━━━ Records provided

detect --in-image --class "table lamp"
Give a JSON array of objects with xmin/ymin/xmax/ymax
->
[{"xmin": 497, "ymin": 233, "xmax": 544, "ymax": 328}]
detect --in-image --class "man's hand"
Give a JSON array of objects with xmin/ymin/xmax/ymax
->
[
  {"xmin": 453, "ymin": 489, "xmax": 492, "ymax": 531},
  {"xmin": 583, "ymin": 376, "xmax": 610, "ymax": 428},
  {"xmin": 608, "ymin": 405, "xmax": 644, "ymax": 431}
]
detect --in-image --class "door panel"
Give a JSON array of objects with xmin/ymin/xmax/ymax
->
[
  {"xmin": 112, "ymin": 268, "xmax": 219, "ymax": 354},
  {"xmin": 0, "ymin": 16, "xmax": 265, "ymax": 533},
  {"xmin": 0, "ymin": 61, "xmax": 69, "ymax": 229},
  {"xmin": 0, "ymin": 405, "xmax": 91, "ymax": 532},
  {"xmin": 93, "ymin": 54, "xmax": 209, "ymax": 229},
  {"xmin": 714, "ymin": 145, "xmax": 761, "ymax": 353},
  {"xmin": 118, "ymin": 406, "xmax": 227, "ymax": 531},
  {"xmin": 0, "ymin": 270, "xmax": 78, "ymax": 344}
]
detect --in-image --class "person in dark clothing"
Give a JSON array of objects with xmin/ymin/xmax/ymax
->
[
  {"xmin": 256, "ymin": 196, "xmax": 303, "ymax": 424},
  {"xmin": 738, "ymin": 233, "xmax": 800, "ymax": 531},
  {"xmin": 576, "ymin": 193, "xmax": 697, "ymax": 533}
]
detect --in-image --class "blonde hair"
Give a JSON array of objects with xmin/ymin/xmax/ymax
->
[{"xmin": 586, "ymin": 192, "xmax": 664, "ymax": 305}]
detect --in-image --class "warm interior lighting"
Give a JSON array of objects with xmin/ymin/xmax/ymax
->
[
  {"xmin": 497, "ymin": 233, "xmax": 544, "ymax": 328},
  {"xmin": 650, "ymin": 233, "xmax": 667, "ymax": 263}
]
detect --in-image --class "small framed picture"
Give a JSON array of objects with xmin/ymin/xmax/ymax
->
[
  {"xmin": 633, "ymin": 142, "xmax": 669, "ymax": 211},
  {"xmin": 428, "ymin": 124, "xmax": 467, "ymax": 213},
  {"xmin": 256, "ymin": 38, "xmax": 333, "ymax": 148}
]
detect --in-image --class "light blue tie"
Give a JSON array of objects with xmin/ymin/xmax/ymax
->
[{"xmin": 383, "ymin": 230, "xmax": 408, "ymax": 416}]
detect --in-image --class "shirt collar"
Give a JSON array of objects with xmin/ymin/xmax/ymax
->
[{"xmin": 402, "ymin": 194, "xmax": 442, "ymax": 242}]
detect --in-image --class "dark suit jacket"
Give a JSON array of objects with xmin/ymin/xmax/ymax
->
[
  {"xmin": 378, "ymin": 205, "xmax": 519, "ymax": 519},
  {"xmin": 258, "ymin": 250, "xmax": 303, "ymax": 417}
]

━━━━━━

**Stated goal**
Nothing should be changed: write out all of the data as is.

**Exercise output**
detect --in-image --class "table lamp"
Give a JSON array of objects with xmin/ymin/xmax/ymax
->
[{"xmin": 497, "ymin": 233, "xmax": 544, "ymax": 328}]
detect --in-image --class "man's hand"
Give a JSON array of objects with xmin/ymin/xmax/ymax
->
[
  {"xmin": 453, "ymin": 489, "xmax": 492, "ymax": 531},
  {"xmin": 583, "ymin": 376, "xmax": 610, "ymax": 428},
  {"xmin": 608, "ymin": 405, "xmax": 644, "ymax": 431}
]
detect --in-image --class "door panel"
Give a JSON array of objects with xmin/ymin/xmax/ymax
->
[
  {"xmin": 112, "ymin": 268, "xmax": 219, "ymax": 354},
  {"xmin": 0, "ymin": 16, "xmax": 265, "ymax": 533},
  {"xmin": 0, "ymin": 61, "xmax": 69, "ymax": 229},
  {"xmin": 0, "ymin": 405, "xmax": 91, "ymax": 532},
  {"xmin": 93, "ymin": 54, "xmax": 209, "ymax": 229},
  {"xmin": 714, "ymin": 145, "xmax": 761, "ymax": 353},
  {"xmin": 118, "ymin": 406, "xmax": 227, "ymax": 531},
  {"xmin": 0, "ymin": 270, "xmax": 78, "ymax": 344}
]
detect --in-image --class "person in dark clothing"
Give a JSON array of objects with xmin/ymin/xmax/ymax
->
[
  {"xmin": 256, "ymin": 196, "xmax": 303, "ymax": 424},
  {"xmin": 738, "ymin": 233, "xmax": 800, "ymax": 531},
  {"xmin": 576, "ymin": 193, "xmax": 697, "ymax": 533}
]
detect --in-image --class "blonde hair"
Give a JSON array of objects with xmin/ymin/xmax/ymax
->
[{"xmin": 586, "ymin": 192, "xmax": 664, "ymax": 305}]
detect --in-image --class "warm interior lighting"
Give a JSON array of objects with xmin/ymin/xmax/ymax
->
[
  {"xmin": 497, "ymin": 233, "xmax": 544, "ymax": 328},
  {"xmin": 650, "ymin": 233, "xmax": 667, "ymax": 263}
]
detect --in-image --class "small framed picture"
Give a JSON array of objects with xmin/ymin/xmax/ymax
->
[
  {"xmin": 633, "ymin": 142, "xmax": 669, "ymax": 211},
  {"xmin": 428, "ymin": 124, "xmax": 467, "ymax": 213},
  {"xmin": 256, "ymin": 38, "xmax": 333, "ymax": 148}
]
detect --in-image --class "light blue tie"
Give a JSON array of objects with xmin/ymin/xmax/ymax
->
[{"xmin": 383, "ymin": 230, "xmax": 408, "ymax": 416}]
detect --in-image --class "shirt collar"
Give a JSON array of objects with xmin/ymin/xmax/ymax
->
[{"xmin": 402, "ymin": 194, "xmax": 442, "ymax": 242}]
detect --in-image --class "dark suit jacket"
Give a JSON array of objects with xmin/ymin/xmax/ymax
->
[
  {"xmin": 378, "ymin": 205, "xmax": 519, "ymax": 519},
  {"xmin": 258, "ymin": 250, "xmax": 303, "ymax": 417}
]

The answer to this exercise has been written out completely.